Your answer should be the records, restated word for word.

• Given entries
BEGIN

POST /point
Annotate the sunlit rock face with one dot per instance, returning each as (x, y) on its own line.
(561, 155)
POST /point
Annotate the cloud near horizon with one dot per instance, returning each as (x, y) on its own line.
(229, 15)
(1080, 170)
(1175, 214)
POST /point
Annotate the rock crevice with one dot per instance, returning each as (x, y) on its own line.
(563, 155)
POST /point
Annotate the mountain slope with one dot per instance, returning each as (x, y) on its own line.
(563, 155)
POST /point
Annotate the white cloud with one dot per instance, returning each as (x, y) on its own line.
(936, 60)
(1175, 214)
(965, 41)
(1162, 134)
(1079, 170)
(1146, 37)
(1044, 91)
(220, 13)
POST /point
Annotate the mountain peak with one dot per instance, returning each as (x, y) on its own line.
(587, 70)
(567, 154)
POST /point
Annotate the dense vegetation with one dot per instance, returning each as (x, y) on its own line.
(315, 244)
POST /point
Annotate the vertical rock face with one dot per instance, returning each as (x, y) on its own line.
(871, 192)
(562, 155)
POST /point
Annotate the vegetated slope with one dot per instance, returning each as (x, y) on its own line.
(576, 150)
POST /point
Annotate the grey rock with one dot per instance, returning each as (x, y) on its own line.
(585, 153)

END

• Exercise answer
POST /point
Annotate the sunlit rock face with one dot per instance, returning each as (x, y) on its own line.
(561, 155)
POST /point
Annotate the cloud near horizon with one dot per instance, returning each as (x, y) on its own line.
(229, 15)
(1080, 170)
(1175, 214)
POST /point
Annotate the rock crevice with one dot per instance, returning each as (x, y) on its own line.
(563, 155)
POST /point
Annotate the mountain slope with one dot per instance, returning each as (x, y) on its own line.
(563, 155)
POST /point
Annotate the white cloud with one dot per instance, returning each as (x, y) on its own line.
(936, 60)
(1175, 214)
(965, 41)
(1162, 134)
(1079, 170)
(1146, 37)
(1044, 91)
(220, 13)
POST /point
Annotate the mountain peak with one dot per instance, returning each as (x, y) on its own line.
(587, 70)
(567, 154)
POST /point
Annotate the dense vegetation with one dot per instance, returning each as (x, y) on its own line.
(315, 244)
POST /point
Annotate the vertical rock face with one dot per instance, returning each as (x, y) on its own line.
(871, 192)
(562, 155)
POST /point
Annotate the vegetated slope with one dot per instance, returning each as (x, y) on its own line.
(576, 150)
POST /point
Annotate the grey rock with one dot per instance, returning each as (x, y) on its own line.
(585, 153)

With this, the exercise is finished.